The exhibition, a joint project by Andy Abbott and Caroline Hick, Fellows in Art at the University of Bradford, explores the question“Should art and music just entertain us or can it also be used to change the world?” through artistic research in their respective practices. Drawing together their curatorial and programming work as Fellow in Visual Arts and Fellow in Music respectively, the exhibition explores the fellowships and what they achieved. As both Caroline and Andy are two of my three Re:view artists, and both engaged in social and collaborative practices in different ways, I was very interested in seeing the exhibition. I know quite a bit about each of their work, but it was fascinating to see a survey of their joint activities in one site. A large printed interview on one wall asked Caroline and Andy questions about their work and approaches; much of what both of them said about life, and art resonated with me; Andy talked about the experience of life as a ‘a collective, open-ended experiment’ and Caroline talked about art and culture being “a powerful vehicle to tell previously unheard stories and have the capacity to present these experiences on many levels; from deeply personal to overtly political”

Looking at and reading documentation and artwork, an hour flew by and I didn’t even get through half of the exhibition. There was a lot to engage with in the documentation for Change Spaces (http://www.brad.ac.uk/gallery/whats-on/spring-summ…) a project from 2012 working across departments at the University responding to ideas around conflict transformation. Caroline commissioned artist Sorrel Muggridge to gather and develop work around these ideas in collaboration with members of Bradford University staff Lisa Cumming (Programme for a Peaceful City, School of Social and International Studies) and David Robison(Senior Lecturer; mobile content, new media and narrative, Bradford Media School). From this process Sorrel created an experimental, interactive installation which involved rope making as a metaphor for the experience of peace building and conflict transformation.

As well as the emotive presence of the ropes as physical evidence of collaborative participation (“You can’t make rope on your own” Caroline comments in the exhibition information), on a shelf next to the ropes there were print outs of email conversations between Sorrel, Lisa, David and Caroline which gave an insight into the processes and thinking behind the project. As well as this, a print out of an excellent blog about a visit to the original exhibition by Irna Qureshi, describing her experience of making rope with her mother and her young daughter as ‘visceral and remarkably therapeutic’ , gave a flavour of the emotional impact of making the rope. http://theculturevulture.co.uk/blog/all/the-art-of-making-rope/ I’m sorry now that I didn’t have an opportunity to see and take part in this exhibition last year, but very glad now to have this second chance to engage with the work and processes behind it.

┄┄┄┄┄┄┄┄┄┄

▶ **Task requirements**
a - In the exhibition review above, what did artist Sorrel Muggridge use rope making as a metaphor for?
b - Carry on the exhibition review from its last sentence, writing in the same first-person voice.
The material that comes next is separate from the exhibition review above.

┄┄┄┄┄┄┄┄┄┄

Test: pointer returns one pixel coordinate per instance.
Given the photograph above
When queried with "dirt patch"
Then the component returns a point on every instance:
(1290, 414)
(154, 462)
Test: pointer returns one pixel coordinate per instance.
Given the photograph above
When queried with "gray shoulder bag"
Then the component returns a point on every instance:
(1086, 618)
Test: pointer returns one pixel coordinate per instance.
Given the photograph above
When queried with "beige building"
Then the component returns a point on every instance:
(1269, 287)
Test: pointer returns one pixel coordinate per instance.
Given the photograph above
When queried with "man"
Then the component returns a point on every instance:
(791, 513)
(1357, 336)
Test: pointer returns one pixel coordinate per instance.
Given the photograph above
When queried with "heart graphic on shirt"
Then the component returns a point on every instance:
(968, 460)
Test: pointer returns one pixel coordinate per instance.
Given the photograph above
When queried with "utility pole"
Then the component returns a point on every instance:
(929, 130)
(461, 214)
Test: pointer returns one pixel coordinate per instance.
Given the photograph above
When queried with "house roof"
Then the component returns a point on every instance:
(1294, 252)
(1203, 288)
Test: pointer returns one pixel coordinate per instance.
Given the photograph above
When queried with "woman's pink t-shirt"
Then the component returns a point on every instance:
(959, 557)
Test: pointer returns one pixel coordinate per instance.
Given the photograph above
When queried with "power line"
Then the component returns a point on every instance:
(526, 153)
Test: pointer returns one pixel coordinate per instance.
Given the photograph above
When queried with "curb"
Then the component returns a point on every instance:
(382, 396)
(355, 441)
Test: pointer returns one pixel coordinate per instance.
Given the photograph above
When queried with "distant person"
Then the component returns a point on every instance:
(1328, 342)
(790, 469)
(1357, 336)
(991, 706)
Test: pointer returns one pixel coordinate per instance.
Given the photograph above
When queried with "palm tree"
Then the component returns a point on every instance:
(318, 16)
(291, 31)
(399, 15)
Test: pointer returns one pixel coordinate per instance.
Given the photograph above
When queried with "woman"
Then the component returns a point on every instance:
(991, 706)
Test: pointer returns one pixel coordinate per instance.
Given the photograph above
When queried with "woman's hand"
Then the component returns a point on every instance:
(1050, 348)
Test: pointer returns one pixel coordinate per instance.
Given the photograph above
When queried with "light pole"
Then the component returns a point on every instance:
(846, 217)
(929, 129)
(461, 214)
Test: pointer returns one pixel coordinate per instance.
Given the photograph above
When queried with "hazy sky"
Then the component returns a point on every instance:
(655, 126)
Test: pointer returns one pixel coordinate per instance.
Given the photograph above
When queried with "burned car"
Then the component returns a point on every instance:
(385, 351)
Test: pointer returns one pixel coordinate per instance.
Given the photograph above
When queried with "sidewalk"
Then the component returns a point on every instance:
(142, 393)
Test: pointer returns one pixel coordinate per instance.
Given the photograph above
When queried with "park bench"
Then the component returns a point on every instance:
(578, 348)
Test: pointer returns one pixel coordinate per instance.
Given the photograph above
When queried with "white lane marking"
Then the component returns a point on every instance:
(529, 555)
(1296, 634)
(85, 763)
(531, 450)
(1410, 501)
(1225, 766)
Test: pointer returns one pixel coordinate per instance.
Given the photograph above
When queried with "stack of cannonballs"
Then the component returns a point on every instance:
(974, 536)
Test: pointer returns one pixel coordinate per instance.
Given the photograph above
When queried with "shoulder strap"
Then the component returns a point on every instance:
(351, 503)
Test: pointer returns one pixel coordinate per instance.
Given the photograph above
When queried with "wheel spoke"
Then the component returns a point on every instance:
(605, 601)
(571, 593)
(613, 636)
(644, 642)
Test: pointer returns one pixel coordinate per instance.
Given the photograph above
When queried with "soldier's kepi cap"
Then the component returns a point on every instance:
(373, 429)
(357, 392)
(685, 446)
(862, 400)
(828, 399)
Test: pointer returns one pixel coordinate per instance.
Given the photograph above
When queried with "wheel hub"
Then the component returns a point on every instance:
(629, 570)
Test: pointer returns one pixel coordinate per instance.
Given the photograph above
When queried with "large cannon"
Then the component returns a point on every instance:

┄┄┄┄┄┄┄┄┄┄

▶ **Answers to the exercise**
a - Sorrel Muggridge used rope making as a metaphor for the experience of peace building and conflict transformation.

b -
Also displayed was work and documentation from another project commissioned and curated by Caroline: NO LIMITS | Re-imagining Life with Dementia

“A first-ever national touring exhibition of work which aims to develop an aesthetic of dementia activism. Developed in partnership with men and women with dementia and in collaboration with artist Shaeron Caton-Rose and filmmaker Anne Milne, it explores the individual and collective strength of people living with this condition. The exhibition brings to life ideas around community, empowerment, and friendship”

http://www.bradford.ac.uk/gallery/whats-on/autumn-2011/No-Limits-Re-Imagining-Life-With-Dementia/

This project completely blew my mind – particularly Anne Milne’s film ‘Agnes and Nancy’: The courage, humour and honesty shown by Agnes and Nancy, as they talked about living with dementia, while chopping wood, and making dinner at Nancy’s house in The Black Isle was extremely powerful. What women. The film showed their strength, not their illness https://vimeo.com/32903503.

In creatively engaging marginalized people in a genuinely equitable and empowering ways, telling untold stories and challenging dominant narratives, Caroline has brought into being a very powerful and radical piece of work. I have huge respect for her and feel very fortunate to have the opportunity through the Re:view bursary, to be talking to her about my own work.